_Work to complete_
Edit the lines below so that every "formatted sample" reads "format example", keeping everything else the same, and leave the pictures out of your answer.

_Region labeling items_
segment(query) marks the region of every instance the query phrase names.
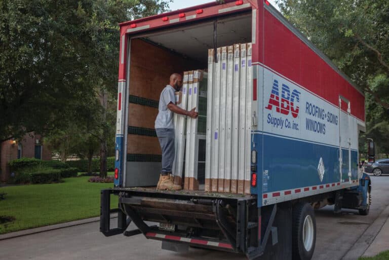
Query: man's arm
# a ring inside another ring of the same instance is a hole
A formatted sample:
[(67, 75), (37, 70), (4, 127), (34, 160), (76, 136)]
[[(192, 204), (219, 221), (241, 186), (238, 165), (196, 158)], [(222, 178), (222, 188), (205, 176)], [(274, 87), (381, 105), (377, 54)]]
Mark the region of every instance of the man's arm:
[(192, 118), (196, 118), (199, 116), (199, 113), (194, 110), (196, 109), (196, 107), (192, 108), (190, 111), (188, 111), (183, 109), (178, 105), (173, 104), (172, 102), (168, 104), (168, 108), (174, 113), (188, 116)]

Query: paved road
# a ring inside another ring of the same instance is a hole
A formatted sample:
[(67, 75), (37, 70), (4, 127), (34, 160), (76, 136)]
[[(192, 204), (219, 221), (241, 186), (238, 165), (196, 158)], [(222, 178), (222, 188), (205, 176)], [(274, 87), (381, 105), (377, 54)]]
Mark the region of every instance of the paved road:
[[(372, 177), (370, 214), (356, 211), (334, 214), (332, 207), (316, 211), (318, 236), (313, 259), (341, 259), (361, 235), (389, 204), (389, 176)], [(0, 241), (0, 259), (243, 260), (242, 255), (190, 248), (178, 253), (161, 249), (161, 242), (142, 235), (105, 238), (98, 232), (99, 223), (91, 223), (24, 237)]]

_Complete response_
segment(query) marks the region of every instance the query phrase names.
Query: man's arm
# a ring inside another ring of the same instance is a hole
A format example:
[(67, 75), (37, 70), (4, 127), (34, 160), (76, 136)]
[[(192, 204), (219, 221), (241, 186), (238, 165), (196, 158)], [(222, 178), (222, 188), (205, 176)], [(274, 87), (381, 105), (377, 54)]]
Mark the region of every instance of the man's arm:
[(192, 118), (196, 118), (199, 116), (199, 113), (194, 110), (196, 109), (196, 107), (192, 108), (190, 111), (188, 111), (183, 109), (178, 105), (173, 104), (172, 102), (168, 104), (168, 108), (174, 113), (188, 116)]

Query: paved road
# a ring inside another ring of the same instance is a hole
A format example:
[(67, 75), (37, 70), (4, 127), (34, 160), (76, 136)]
[[(192, 204), (219, 221), (241, 186), (238, 165), (196, 158)], [(222, 178), (222, 188), (205, 176)], [(274, 87), (381, 105), (377, 54)]]
Mark the region of every instance of the paved road:
[[(372, 177), (370, 214), (356, 211), (334, 214), (332, 207), (316, 211), (318, 236), (313, 259), (341, 259), (361, 235), (389, 204), (389, 176)], [(0, 241), (0, 259), (243, 260), (242, 255), (190, 248), (178, 253), (161, 249), (161, 242), (142, 235), (105, 238), (98, 232), (99, 223), (91, 223), (24, 237)]]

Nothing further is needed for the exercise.